--- Start of Extracted text ---

But there are times when it can be a pain. For instance, a node app I run at scale maintains an in-memory read cache that rarely gets updated. When we scale with processes, we end up having to duplicate the cache across every process. We could set up a helper process and have it manage the cache over a socket, or possibly write a c++ module that shares some memory but at that point it's no longer simple and/or there are more parts to potentially fail.




Or... just use the battle-tested tool that solves this exact problem well for you. Put your cache into Redis or other in-memory cache.


A network-addressable store such as Redis is not the same as just being able to pull stuff out of memory. A map guarded by an RWMutex is simpler in code, probably more performant for simple access patterns, simpler operationally and effectively can't fail, as the parent points out.

Yes, Redis can be the right tool. But, note how quickly we went from "I just want to run on multiple cores" to "I need to share data between my cluster workers so let's install Redis". It's just a total blowup of moving parts.

--- End of Extracted text ---

▸ **Problem description**:
From the thread about sharing an in-memory cache across processes above, pull out word for word the passage between "A network-addressable store" and "parent points out.", inclusive.

--- Start of Data extract ---

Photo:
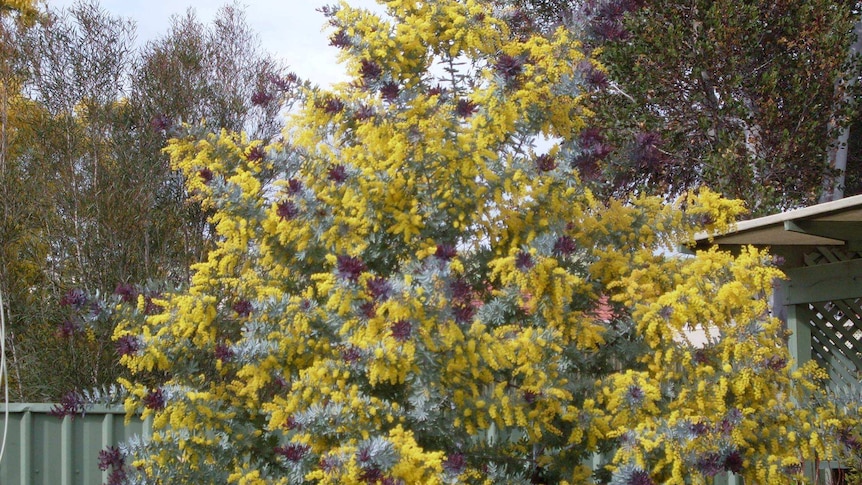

--- End of Data extract ---

▸ **Solution**:
A network-addressable store such as Redis is not the same as just being able to pull stuff out of memory. A map guarded by an RWMutex is simpler in code, probably more performant for simple access patterns, simpler operationally and effectively can't fail, as the parent points out.